ASSIGNED TASK: Every line below between the one holding "Objective — one point per instance of the black" and the one holding "Objective — one point per instance of the clock", inclusive, should be copied exactly, and no other line.

EXTRACTED MATERIAL:

----

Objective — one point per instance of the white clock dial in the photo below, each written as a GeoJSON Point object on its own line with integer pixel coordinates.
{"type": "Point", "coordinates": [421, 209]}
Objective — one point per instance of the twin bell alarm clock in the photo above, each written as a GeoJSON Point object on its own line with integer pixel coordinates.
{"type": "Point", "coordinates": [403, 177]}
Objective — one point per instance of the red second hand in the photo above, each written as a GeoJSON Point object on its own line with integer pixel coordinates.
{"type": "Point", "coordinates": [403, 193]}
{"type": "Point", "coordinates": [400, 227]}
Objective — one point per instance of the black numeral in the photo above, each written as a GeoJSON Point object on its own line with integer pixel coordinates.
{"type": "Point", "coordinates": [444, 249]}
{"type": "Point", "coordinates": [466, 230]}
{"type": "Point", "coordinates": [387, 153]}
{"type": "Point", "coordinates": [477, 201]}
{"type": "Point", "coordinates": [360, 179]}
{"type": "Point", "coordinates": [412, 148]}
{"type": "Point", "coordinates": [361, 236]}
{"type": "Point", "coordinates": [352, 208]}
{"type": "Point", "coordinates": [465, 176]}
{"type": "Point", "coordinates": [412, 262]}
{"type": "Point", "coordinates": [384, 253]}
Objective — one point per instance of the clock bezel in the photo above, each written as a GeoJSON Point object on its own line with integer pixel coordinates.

----

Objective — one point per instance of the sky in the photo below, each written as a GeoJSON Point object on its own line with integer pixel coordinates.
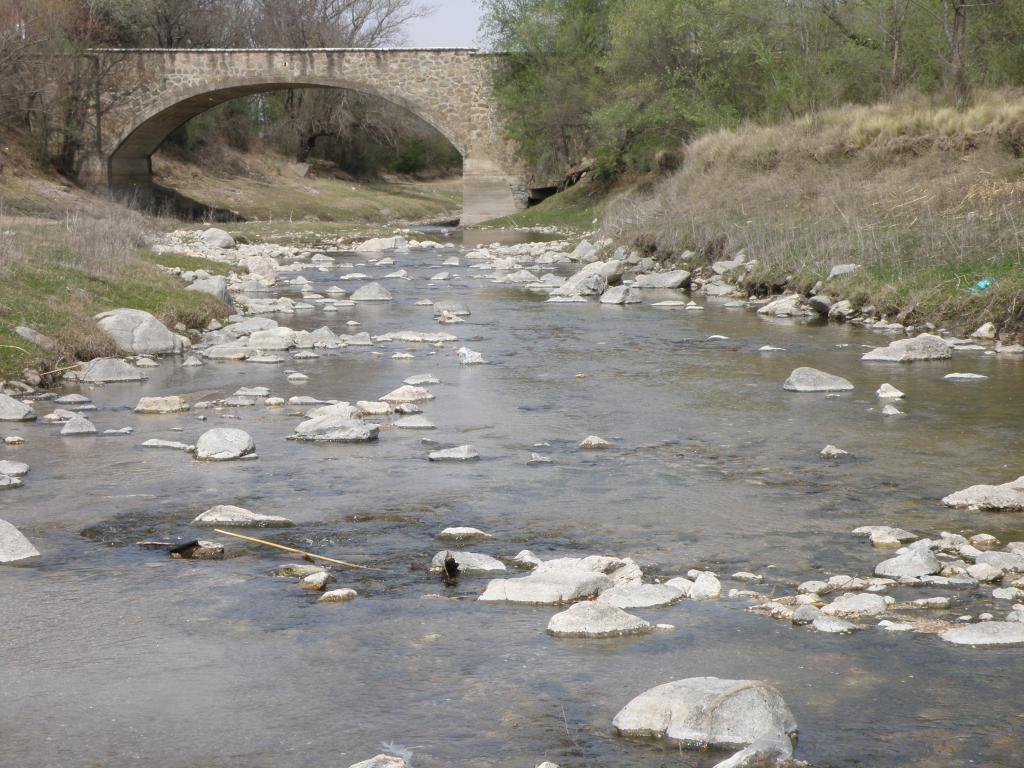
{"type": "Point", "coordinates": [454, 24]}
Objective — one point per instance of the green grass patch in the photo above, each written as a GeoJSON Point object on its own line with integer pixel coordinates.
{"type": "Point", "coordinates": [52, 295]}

----

RESULT FOR THIS TASK:
Objective — one point per instance of the black numeral in the photo above, each written as a GeoJSON Point object on its own line with integer pixel coordinates.
{"type": "Point", "coordinates": [444, 249]}
{"type": "Point", "coordinates": [466, 230]}
{"type": "Point", "coordinates": [387, 153]}
{"type": "Point", "coordinates": [477, 201]}
{"type": "Point", "coordinates": [360, 179]}
{"type": "Point", "coordinates": [412, 148]}
{"type": "Point", "coordinates": [361, 236]}
{"type": "Point", "coordinates": [352, 208]}
{"type": "Point", "coordinates": [465, 176]}
{"type": "Point", "coordinates": [412, 262]}
{"type": "Point", "coordinates": [384, 253]}
Objective — one point per instance of the clock bezel in the photo above, each written as a GeoJSON Point object on its own line with integer pixel coordinates.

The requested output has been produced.